* [Point localization data]:
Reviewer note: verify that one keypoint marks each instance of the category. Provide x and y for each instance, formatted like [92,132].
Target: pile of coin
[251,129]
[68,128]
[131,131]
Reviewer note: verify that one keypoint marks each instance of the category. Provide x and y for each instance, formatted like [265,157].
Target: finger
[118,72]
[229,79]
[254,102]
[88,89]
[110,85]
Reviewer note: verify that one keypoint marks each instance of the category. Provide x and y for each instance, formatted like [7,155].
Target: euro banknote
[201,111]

---

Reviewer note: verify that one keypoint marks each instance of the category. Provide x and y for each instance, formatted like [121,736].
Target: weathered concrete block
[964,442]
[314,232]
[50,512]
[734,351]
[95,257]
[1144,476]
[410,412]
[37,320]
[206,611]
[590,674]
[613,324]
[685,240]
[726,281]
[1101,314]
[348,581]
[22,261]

--

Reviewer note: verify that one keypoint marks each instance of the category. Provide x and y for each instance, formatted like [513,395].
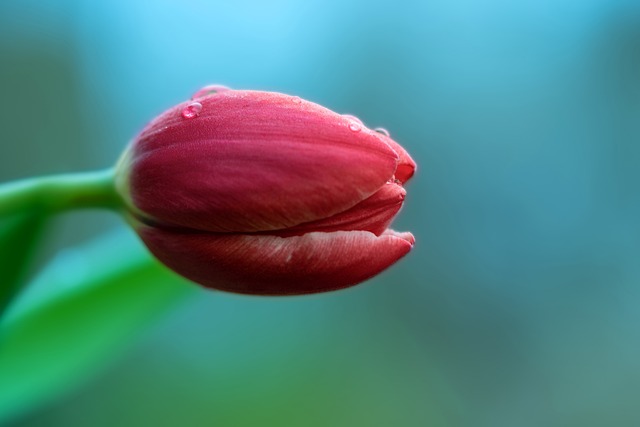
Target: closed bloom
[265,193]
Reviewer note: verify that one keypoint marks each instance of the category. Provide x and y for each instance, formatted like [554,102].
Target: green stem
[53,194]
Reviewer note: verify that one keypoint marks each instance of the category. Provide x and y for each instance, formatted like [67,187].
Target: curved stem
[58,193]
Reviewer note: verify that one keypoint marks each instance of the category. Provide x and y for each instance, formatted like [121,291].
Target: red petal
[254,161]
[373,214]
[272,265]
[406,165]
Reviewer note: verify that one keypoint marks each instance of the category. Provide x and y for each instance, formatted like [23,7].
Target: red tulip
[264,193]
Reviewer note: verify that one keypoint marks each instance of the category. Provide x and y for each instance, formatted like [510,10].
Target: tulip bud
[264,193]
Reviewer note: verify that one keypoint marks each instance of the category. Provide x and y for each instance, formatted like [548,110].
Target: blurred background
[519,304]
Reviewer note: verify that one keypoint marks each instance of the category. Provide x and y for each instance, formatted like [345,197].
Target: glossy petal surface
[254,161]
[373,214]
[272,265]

* [Instructions for the task]: Looking at the data above, write out exactly the lines that start at the one containing "formatted like [92,132]." and end at the one containing "formatted like [265,157]."; include both and nothing beyond.

* [Expected answer]:
Reviewer note: verify that one keypoint marks each instance of the category. Provide x and y for each instance, formatted like [92,132].
Target: pile of coin
[251,129]
[68,128]
[131,131]
Reviewer note: verify that one keypoint marks each instance of the category. Provide x and y for each instance, formatted like [265,157].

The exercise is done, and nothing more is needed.